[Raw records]
— Start —

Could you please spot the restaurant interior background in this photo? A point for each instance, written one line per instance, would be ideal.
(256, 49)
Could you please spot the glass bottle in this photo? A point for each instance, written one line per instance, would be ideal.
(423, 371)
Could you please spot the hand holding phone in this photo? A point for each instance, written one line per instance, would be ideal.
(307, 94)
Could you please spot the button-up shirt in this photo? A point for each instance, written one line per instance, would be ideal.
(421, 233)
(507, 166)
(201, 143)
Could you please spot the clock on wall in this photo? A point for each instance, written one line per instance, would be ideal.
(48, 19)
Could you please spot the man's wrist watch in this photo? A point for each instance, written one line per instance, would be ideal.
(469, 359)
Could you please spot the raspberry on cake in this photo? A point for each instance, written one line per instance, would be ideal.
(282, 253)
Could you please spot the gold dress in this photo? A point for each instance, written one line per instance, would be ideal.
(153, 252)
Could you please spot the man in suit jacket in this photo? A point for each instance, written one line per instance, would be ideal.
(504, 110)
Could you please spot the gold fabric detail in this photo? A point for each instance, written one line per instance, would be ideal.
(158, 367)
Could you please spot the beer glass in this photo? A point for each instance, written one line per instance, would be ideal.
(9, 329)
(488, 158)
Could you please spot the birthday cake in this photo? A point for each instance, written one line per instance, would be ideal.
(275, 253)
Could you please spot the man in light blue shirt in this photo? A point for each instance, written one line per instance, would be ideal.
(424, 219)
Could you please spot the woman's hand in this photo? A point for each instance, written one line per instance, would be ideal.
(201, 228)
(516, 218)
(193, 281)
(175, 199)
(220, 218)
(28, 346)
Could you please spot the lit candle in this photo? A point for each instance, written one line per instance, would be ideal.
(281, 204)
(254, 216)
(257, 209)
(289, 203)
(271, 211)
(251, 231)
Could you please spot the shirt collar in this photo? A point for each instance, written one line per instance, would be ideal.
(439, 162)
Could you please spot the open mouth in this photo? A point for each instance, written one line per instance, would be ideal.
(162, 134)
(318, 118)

— End —

INSTRUCTIONS TO FOLLOW
Give these records as a two-column CSV with the columns text and answer, one row for each text together with its answer. Put each value in a single quoted field, with line breaks changed to spaces.

SOLUTION BELOW
text,answer
"Could you please spot the restaurant interior background in this photo? A point for each instance, written one line per instance, would be ideal.","(256, 49)"
"Could you please spot the glass bottle in this photo? A point for each instance, written one line per instance, would be ideal.","(423, 371)"
"Could you please spot the hand holding phone in this photo? A point for each instance, written one line per instance, would be ideal.","(307, 94)"
"Could you please spot the button-up shirt in this photo? A point for each instance, written one line per instance, would be ideal.","(421, 233) (507, 166) (201, 143)"
"Could you please spot the clock on wall in this photo? A point for each instance, written one line per instance, would be ideal.","(48, 19)"
"Could you please spot the man's wrist watch in this photo? A point for each instance, written one line per instance, would be ideal.","(469, 359)"
"Could you please spot the raspberry on cake in this photo? A point for each instance, written one line per instance, would be ideal.","(282, 253)"
"Could you please spot the gold dress in this photo? A point for each instance, written one line per instance, would be ideal.","(153, 252)"
"Could you please spot the man in suit jacket in this photo? A point for each instance, written one line per instance, would be ideal.","(504, 110)"
"Could you please spot the gold fabric detail in this photo? A point for each instance, written one line per instance, would be ideal.","(158, 367)"
"Could you please spot the beer glass in this photo? A point for each instance, written one line per instance, would be ideal.","(9, 329) (488, 158)"
"Could you please spot the birthday cake in this photo? A point for each instance, written one line per instance, would be ideal.","(275, 253)"
"Could you please spot the man in light blue shirt in this photo? A point for each instance, written one line per instance, would be ideal.","(424, 219)"
"Could you please spot the woman's hand in this photo? A point for each instance, written one line per instance, would be ideal.","(201, 228) (516, 218) (193, 281) (175, 199) (220, 218) (28, 346)"
"Could you please spot the lit candle in this photo? A point for each instance, written one line per instance, would be ideal.","(281, 204) (254, 216) (257, 209) (289, 203) (271, 211) (251, 231)"
"Could you please spot the shirt collar in this photo? A point for each instance, written one line per instance, would be ideal.","(439, 162)"
"Could you please spot the open mouth in this photo? A point for each instance, written one line per instance, would be ideal.","(162, 134) (318, 118)"